Rewrite every line of the records below as a numbered list, skipping any blank lines. Leave the pictures out.

begin Supplied material

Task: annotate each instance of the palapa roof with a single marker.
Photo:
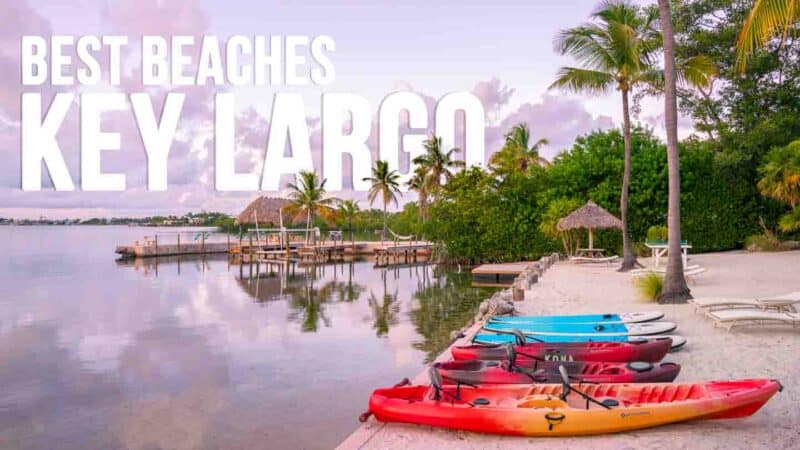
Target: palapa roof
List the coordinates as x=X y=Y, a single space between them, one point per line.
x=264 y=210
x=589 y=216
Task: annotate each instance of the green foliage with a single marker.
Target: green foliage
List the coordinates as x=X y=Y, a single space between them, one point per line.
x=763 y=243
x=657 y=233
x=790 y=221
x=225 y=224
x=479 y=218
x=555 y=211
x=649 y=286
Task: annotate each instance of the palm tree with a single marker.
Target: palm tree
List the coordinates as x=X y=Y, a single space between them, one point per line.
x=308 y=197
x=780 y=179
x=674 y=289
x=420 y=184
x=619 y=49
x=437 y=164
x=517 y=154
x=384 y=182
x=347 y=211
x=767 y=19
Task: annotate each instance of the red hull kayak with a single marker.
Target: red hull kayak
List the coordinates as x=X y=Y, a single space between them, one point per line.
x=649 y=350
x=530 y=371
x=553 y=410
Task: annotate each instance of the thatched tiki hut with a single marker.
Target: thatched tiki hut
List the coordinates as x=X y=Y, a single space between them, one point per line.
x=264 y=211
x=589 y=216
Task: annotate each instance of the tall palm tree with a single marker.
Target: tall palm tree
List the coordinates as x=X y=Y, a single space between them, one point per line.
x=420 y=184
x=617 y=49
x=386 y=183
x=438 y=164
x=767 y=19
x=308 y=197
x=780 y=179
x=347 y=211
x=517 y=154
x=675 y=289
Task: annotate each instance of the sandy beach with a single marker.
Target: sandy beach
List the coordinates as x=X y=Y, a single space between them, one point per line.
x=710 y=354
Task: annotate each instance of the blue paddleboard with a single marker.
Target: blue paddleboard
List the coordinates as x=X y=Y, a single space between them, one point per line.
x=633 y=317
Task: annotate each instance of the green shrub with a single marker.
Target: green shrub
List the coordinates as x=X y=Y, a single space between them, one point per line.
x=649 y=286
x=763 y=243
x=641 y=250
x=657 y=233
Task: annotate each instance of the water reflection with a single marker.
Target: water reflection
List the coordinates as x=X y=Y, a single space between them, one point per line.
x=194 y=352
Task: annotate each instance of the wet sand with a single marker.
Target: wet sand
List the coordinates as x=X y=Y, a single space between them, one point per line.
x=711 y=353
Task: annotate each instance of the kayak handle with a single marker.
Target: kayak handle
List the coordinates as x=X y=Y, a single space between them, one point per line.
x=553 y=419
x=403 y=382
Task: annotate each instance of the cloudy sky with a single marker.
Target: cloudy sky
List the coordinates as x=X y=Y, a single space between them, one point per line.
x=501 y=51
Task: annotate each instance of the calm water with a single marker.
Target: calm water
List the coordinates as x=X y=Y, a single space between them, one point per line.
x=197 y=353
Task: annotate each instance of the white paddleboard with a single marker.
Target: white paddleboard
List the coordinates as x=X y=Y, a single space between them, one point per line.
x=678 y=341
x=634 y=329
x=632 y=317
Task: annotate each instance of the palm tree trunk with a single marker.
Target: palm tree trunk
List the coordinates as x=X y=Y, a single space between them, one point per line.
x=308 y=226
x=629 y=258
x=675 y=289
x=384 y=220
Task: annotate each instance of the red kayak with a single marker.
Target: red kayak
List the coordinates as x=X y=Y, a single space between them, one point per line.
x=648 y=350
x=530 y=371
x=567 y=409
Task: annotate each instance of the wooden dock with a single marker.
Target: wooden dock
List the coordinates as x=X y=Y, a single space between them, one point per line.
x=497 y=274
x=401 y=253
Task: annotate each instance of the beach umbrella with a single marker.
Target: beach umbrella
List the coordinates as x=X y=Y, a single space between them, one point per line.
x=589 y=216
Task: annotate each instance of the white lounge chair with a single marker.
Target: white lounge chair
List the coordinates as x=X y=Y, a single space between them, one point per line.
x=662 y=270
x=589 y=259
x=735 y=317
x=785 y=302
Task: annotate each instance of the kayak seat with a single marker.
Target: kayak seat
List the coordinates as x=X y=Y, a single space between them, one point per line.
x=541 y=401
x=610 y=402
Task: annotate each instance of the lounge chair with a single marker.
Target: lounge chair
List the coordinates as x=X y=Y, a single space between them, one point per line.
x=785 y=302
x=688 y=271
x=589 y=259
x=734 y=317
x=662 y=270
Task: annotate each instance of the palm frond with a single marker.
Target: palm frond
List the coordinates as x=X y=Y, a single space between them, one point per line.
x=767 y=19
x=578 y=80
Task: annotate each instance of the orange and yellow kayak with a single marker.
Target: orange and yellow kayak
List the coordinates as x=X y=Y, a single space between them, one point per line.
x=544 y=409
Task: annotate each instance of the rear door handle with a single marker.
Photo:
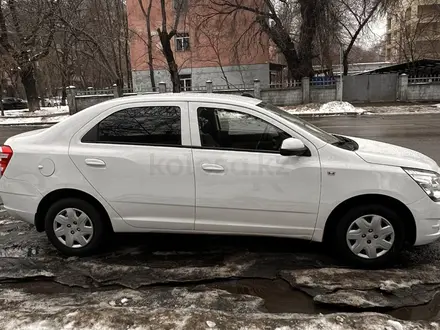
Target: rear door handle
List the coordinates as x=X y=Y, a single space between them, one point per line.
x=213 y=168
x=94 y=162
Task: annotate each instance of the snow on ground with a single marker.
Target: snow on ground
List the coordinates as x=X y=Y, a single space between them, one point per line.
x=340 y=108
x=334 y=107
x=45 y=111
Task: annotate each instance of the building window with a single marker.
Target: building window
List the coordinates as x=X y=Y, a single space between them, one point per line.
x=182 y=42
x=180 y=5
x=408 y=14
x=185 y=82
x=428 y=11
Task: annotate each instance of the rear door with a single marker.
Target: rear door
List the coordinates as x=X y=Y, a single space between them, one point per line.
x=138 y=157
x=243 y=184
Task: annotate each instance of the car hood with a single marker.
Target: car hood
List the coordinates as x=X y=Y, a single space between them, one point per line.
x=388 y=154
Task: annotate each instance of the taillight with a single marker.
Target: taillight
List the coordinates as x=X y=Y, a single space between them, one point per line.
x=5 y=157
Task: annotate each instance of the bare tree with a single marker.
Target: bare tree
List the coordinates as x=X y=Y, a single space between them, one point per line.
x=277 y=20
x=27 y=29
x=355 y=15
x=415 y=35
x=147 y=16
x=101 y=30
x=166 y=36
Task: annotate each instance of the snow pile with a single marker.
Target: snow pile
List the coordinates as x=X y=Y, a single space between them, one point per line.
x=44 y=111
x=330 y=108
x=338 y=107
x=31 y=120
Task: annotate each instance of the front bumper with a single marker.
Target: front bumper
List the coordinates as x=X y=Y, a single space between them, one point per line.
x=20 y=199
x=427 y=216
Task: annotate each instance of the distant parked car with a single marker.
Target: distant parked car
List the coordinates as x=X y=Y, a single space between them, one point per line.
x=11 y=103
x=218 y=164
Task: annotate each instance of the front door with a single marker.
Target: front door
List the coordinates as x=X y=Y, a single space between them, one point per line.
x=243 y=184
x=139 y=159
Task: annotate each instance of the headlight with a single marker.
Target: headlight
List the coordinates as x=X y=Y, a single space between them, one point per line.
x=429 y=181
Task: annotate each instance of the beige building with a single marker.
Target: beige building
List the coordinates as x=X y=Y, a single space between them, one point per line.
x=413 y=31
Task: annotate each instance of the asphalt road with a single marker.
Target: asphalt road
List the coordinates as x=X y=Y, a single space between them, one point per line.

end Supplied material

# Solution
1. Task: annotate each instance of the palapa roof with a single marker.
2. Photo:
3. Target: palapa roof
4. List the coordinates as x=X y=Y, a single space between them, one point per line.
5. x=264 y=210
6. x=589 y=216
7. Task: annotate each instance of the green foliage with a single marker.
8. Target: green foliage
9. List the coordinates as x=X y=Y, a single space between them, one point per line.
10. x=763 y=243
11. x=657 y=233
12. x=790 y=221
13. x=225 y=224
14. x=479 y=218
15. x=555 y=211
16. x=649 y=286
17. Task: annotate each instance of the palm tree with a single marker.
18. Target: palm tree
19. List the coordinates as x=X y=Y, a single space between them, one point per line.
20. x=308 y=197
21. x=780 y=179
22. x=674 y=289
23. x=420 y=184
24. x=619 y=49
25. x=437 y=164
26. x=517 y=154
27. x=384 y=182
28. x=347 y=211
29. x=767 y=19
30. Task: annotate each instance of the red hull kayak with a single marker.
31. Target: red hull kayak
32. List the coordinates as x=X y=Y, a single space between them, one point per line.
33. x=649 y=350
34. x=530 y=371
35. x=553 y=410
36. Task: annotate each instance of the thatched tiki hut with a single marker.
37. Target: thatched tiki hut
38. List the coordinates as x=X y=Y, a single space between them, one point per line.
39. x=264 y=211
40. x=589 y=216
41. Task: annotate each instance of the tall palm tree with a single marker.
42. Target: tall palm tree
43. List the coordinates as x=X y=Y, a single space between them, one point per line.
44. x=420 y=184
45. x=617 y=49
46. x=386 y=183
47. x=438 y=164
48. x=767 y=19
49. x=308 y=197
50. x=780 y=179
51. x=347 y=211
52. x=517 y=154
53. x=675 y=289
54. Task: annotate each instance of the sandy beach with a single marker.
55. Target: sandy beach
56. List the coordinates as x=X y=Y, a single space between them, one point per line.
57. x=710 y=354
58. Task: annotate each instance of the blue paddleboard with a single marker.
59. Target: blue paddleboard
60. List the coordinates as x=X y=Y, a single space between them, one point per line.
61. x=633 y=317
62. Task: annotate each instance of the green shrub with a single marker.
63. Target: green shrub
64. List the coordinates as x=X y=Y, a single space between them, one point per line.
65. x=649 y=286
66. x=763 y=243
67. x=641 y=250
68. x=657 y=233
69. Task: annotate each instance of the water reflection with a single marker.
70. Target: water reflection
71. List the coordinates as x=X y=Y, a single space between them, one point per line.
72. x=194 y=352
73. Task: annotate each instance of the wet sand with a single marker.
74. Target: wet sand
75. List the coordinates as x=X y=Y, a single space between them, one point per line.
76. x=711 y=353
77. Task: annotate each instance of the kayak handle with a single marker.
78. Target: kayak handle
79. List the coordinates as x=X y=Y, a single space between them, one point per line.
80. x=553 y=419
81. x=403 y=382
82. Task: annotate each instance of the cloudy sky with a single marker.
83. Target: cloudy sky
84. List the coordinates as x=X y=Y, a single space between them, one point per line.
85. x=501 y=51
86. Task: annotate each instance of the calm water with a single marker.
87. Target: calm water
88. List the coordinates as x=X y=Y, a single space between them, one point per line.
89. x=197 y=353
90. Task: annotate each instance of the white paddleboard with a single marker.
91. Target: white paddleboard
92. List the coordinates as x=X y=Y, a single space between them, one point per line.
93. x=678 y=341
94. x=634 y=329
95. x=632 y=317
96. Task: annotate each instance of the palm tree trunk with a single marker.
97. Target: palm tree trunk
98. List the coordinates as x=X y=Y, a single space between them, one point per line.
99. x=308 y=226
100. x=629 y=258
101. x=675 y=289
102. x=384 y=220
103. Task: annotate each instance of the red kayak with a single marker.
104. Target: red kayak
105. List the coordinates as x=X y=Y, a single space between them, one point per line.
106. x=648 y=350
107. x=530 y=371
108. x=567 y=409
109. Task: annotate each instance of the wooden dock with a single marker.
110. Target: wooden dock
111. List the coordinates as x=X y=Y, a single space between them, one point per line.
112. x=497 y=274
113. x=401 y=253
114. Task: annotate each instance of the beach umbrella with a single marker.
115. Target: beach umbrella
116. List the coordinates as x=X y=Y, a single space between them, one point per line.
117. x=589 y=216
118. Task: annotate each instance of the white lounge chair with a single marker.
119. Target: white lounge chair
120. List the coordinates as x=X y=Y, a single space between them, one point per line.
121. x=662 y=270
122. x=589 y=259
123. x=735 y=317
124. x=785 y=302
125. Task: annotate each instance of the kayak seat with a single marker.
126. Target: kayak seat
127. List the coordinates as x=X y=Y, a single space between them, one point per line.
128. x=541 y=401
129. x=610 y=402
130. Task: annotate each instance of the lounge chair with a single marker.
131. Target: lounge chair
132. List the coordinates as x=X y=Y, a single space between them, one point per line.
133. x=785 y=302
134. x=688 y=271
135. x=589 y=259
136. x=734 y=317
137. x=662 y=270
138. Task: annotate each instance of the palm frond with a single marker.
139. Target: palm frond
140. List the coordinates as x=X y=Y, a single space between them, one point per line.
141. x=767 y=19
142. x=578 y=80
143. Task: annotate each instance of the orange and yellow kayak with a single marker.
144. Target: orange and yellow kayak
145. List the coordinates as x=X y=Y, a single space between them, one point per line.
146. x=544 y=409
147. Task: annotate each instance of the rear door handle with a single marker.
148. Photo:
149. Target: rear door handle
150. List the coordinates as x=X y=Y, a single space between them, one point per line.
151. x=213 y=168
152. x=94 y=162
153. Task: annotate each instance of the snow on ground with a single marker.
154. Target: snow on ground
155. List the coordinates as x=X y=Y, a single space between them, one point per line.
156. x=340 y=108
157. x=334 y=107
158. x=45 y=111
159. Task: annotate each instance of the building window with a single marker.
160. Target: building window
161. List the coordinates as x=X y=Y, a single space between them, one point per line.
162. x=182 y=42
163. x=180 y=5
164. x=408 y=14
165. x=185 y=82
166. x=428 y=11
167. Task: annotate each instance of the rear door with a single marker.
168. Target: rear door
169. List the coordinates as x=X y=Y, a single space between them, one point per line.
170. x=138 y=157
171. x=243 y=184
172. Task: annotate each instance of the car hood with a single marker.
173. Target: car hood
174. List the coordinates as x=X y=Y, a single space between them, one point per line.
175. x=388 y=154
176. Task: annotate each instance of the taillight with a single marker.
177. Target: taillight
178. List the coordinates as x=X y=Y, a single space between them, one point per line.
179. x=5 y=157
180. Task: annotate each instance of the bare tree with a single marker.
181. Target: bare tree
182. List the coordinates as x=X y=Y, a single space between them, one point per line.
183. x=277 y=20
184. x=27 y=29
185. x=355 y=15
186. x=415 y=35
187. x=147 y=16
188. x=101 y=30
189. x=166 y=36
190. Task: annotate each instance of the snow pile with a single marker.
191. Target: snow pile
192. List the coordinates as x=X y=Y, a single space between them, one point per line.
193. x=44 y=111
194. x=330 y=108
195. x=338 y=107
196. x=31 y=120
197. Task: annotate each instance of the front bumper with a single marker.
198. Target: front bumper
199. List the coordinates as x=X y=Y, a single space between them, one point per line.
200. x=20 y=199
201. x=427 y=216
202. Task: annotate each instance of the distant parked car with a single marker.
203. Target: distant parked car
204. List the coordinates as x=X y=Y, a single space between them, one point per line.
205. x=11 y=103
206. x=218 y=164
207. Task: annotate each instance of the front door with a single marker.
208. Target: front door
209. List the coordinates as x=X y=Y, a single space between them, one point per line.
210. x=243 y=184
211. x=139 y=159
212. Task: annotate each instance of the headlight with a single marker.
213. Target: headlight
214. List the coordinates as x=X y=Y, a single space between them, one point per line.
215. x=429 y=181
216. Task: annotate each instance of the beige building with a single marker.
217. Target: beige building
218. List the coordinates as x=X y=Y, a single space between them, one point per line.
219. x=413 y=31
220. Task: annotate each instance of the asphalt road with a single marker.
221. Target: asphalt road
222. List the coordinates as x=X y=Y, a single space between them, one point per line.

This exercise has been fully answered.